Wolfie was nice today, he sent me some nice messages. I regret my crush I had on him so much, I only told him to help not make our friendship uncomfortable. He’s twenty three and I’d never date a twenty three year old. It’s just he confuses me with the things he says and I feel as if I where some floosy trying to get his pants now. I never tried and it never got that far but I feel immense guilt. He told me to stop worrying so I shall try.

I was very upset as Lili’s alter tore into me..I desperately tried not to cry as they said some hurtful things. I try not to be a bad person but they made my one mistake as if I where a demon. Speaking of demons I’m come to the descion anyone who is bad in my diary will be called that to avoid names or such here.

The demon kept yelling and stuff and by the end I decided that, I won’t engage with Lily anymore. It depressed me a lot but it’s for the best. I could never get mad at Lily – even though I want to - because she’s not to blame, I stressed her out and if I ever did I fear Kayden would instantly hate me. Because he loves her so much I know he’d chose Lily over me anytime (not that this is a bad thing I find it very sweet of him and heartfelt 💖 it proves how much he loves her and his Caring nature in my eyes.)

################

WHAT THE TASK ASKS: Rewrite the part of the diary entry that opens with the words "Wolfie was nice" and closes with "or such here.", substituting "Wolf" for "Wolfie". The records after this point come from a different source than the diary entry.

################

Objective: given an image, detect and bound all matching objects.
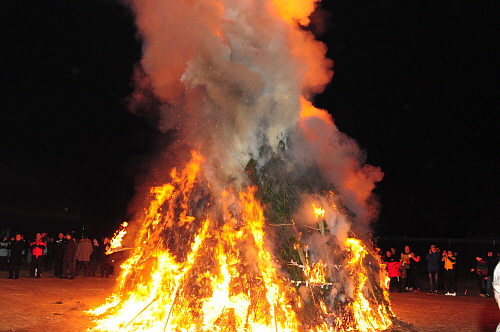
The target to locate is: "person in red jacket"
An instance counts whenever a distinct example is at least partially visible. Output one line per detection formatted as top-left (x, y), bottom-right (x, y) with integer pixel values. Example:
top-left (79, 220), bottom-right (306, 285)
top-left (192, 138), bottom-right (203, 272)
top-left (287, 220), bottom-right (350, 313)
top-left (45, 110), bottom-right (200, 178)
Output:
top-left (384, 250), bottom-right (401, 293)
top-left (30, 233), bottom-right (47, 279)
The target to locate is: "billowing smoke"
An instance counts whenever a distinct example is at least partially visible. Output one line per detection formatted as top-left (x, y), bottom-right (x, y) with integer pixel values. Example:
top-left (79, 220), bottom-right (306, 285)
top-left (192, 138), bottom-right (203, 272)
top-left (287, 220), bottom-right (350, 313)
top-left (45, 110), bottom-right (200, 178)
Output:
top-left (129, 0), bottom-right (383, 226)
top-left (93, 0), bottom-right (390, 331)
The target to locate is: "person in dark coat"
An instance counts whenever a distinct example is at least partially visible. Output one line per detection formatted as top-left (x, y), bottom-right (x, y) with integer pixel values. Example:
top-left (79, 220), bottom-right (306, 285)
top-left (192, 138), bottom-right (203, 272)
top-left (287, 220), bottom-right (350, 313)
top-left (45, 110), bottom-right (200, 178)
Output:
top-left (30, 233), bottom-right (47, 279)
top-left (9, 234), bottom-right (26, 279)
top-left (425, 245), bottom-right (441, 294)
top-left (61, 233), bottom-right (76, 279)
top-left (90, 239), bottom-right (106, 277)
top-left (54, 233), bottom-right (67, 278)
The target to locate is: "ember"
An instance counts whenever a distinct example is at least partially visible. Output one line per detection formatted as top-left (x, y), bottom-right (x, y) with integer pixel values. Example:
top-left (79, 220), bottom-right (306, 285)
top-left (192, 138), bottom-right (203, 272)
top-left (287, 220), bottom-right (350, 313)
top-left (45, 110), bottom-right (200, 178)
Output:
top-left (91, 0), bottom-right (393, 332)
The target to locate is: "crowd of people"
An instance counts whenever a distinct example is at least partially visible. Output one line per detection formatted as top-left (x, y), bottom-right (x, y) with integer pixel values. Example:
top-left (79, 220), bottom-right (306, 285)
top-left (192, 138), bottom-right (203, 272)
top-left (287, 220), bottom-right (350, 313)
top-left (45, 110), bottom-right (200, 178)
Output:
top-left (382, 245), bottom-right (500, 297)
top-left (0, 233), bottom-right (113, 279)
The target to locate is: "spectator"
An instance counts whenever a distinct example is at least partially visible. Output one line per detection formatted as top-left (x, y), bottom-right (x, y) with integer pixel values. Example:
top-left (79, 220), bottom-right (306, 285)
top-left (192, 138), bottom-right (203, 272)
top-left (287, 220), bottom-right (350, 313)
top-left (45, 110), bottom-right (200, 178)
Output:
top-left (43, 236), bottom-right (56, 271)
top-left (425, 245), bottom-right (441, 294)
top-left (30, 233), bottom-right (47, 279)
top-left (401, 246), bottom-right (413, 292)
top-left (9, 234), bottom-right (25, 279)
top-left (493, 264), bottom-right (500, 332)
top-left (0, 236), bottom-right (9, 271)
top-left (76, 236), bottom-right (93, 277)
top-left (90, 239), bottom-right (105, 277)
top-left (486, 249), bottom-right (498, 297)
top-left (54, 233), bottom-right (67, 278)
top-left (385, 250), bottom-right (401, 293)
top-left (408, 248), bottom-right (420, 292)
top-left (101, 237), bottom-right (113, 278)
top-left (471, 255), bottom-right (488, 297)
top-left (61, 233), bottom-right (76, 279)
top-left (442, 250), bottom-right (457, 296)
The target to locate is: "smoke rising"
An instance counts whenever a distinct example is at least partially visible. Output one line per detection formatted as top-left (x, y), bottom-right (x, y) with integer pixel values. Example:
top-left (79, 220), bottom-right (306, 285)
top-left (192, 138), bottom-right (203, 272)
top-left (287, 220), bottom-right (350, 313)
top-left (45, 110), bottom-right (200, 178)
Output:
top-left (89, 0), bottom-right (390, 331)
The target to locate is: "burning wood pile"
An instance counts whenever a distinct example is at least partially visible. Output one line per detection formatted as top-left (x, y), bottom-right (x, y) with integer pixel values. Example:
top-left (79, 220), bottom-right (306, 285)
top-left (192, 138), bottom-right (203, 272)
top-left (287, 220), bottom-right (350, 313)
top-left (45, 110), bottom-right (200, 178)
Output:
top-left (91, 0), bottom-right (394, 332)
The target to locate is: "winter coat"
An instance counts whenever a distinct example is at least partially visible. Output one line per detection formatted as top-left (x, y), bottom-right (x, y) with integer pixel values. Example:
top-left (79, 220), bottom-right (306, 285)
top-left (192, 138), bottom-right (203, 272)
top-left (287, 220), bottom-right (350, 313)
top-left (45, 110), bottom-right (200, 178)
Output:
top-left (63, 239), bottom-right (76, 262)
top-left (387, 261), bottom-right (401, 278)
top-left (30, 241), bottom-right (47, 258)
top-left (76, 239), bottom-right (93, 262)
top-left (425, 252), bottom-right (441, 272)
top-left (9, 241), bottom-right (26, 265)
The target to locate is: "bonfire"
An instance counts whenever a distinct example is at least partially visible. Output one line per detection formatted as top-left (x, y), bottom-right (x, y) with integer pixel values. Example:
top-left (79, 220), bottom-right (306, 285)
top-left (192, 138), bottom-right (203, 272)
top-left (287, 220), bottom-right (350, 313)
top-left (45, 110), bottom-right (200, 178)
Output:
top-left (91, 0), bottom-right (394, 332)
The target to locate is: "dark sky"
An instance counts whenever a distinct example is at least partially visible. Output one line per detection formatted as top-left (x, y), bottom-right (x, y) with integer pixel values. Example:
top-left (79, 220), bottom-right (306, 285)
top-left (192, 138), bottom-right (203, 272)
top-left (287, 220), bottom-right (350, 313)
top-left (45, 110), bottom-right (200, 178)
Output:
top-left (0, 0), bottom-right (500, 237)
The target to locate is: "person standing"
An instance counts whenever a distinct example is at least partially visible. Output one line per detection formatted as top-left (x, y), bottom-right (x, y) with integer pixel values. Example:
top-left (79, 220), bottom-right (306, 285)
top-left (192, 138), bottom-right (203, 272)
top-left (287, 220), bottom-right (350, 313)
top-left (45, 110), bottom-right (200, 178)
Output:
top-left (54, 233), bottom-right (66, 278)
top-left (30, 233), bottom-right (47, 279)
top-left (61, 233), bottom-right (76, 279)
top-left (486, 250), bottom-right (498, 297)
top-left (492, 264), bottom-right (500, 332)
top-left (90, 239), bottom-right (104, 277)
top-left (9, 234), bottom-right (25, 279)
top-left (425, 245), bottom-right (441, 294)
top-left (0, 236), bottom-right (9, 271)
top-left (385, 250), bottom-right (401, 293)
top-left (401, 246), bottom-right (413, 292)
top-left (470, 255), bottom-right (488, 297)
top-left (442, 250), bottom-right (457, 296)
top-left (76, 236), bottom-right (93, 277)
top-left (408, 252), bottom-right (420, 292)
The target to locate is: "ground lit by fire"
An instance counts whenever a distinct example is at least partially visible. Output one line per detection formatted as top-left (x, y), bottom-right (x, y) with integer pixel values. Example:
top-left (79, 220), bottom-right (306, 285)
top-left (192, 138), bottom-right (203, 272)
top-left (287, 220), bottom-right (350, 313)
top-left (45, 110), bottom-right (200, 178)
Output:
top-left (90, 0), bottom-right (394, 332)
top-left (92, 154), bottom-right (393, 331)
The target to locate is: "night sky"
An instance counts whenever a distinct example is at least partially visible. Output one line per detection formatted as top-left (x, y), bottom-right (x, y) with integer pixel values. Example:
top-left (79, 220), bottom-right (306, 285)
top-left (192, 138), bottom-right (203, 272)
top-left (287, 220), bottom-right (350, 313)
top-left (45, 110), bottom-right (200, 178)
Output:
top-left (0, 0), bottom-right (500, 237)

################

RESULT BELOW:
Wolf was nice today, he sent me some nice messages. I regret my crush I had on him so much, I only told him to help not make our friendship uncomfortable. He’s twenty three and I’d never date a twenty three year old. It’s just he confuses me with the things he says and I feel as if I where some floosy trying to get his pants now. I never tried and it never got that far but I feel immense guilt. He told me to stop worrying so I shall try.

I was very upset as Lili’s alter tore into me..I desperately tried not to cry as they said some hurtful things. I try not to be a bad person but they made my one mistake as if I where a demon. Speaking of demons I’m come to the descion anyone who is bad in my diary will be called that to avoid names or such here.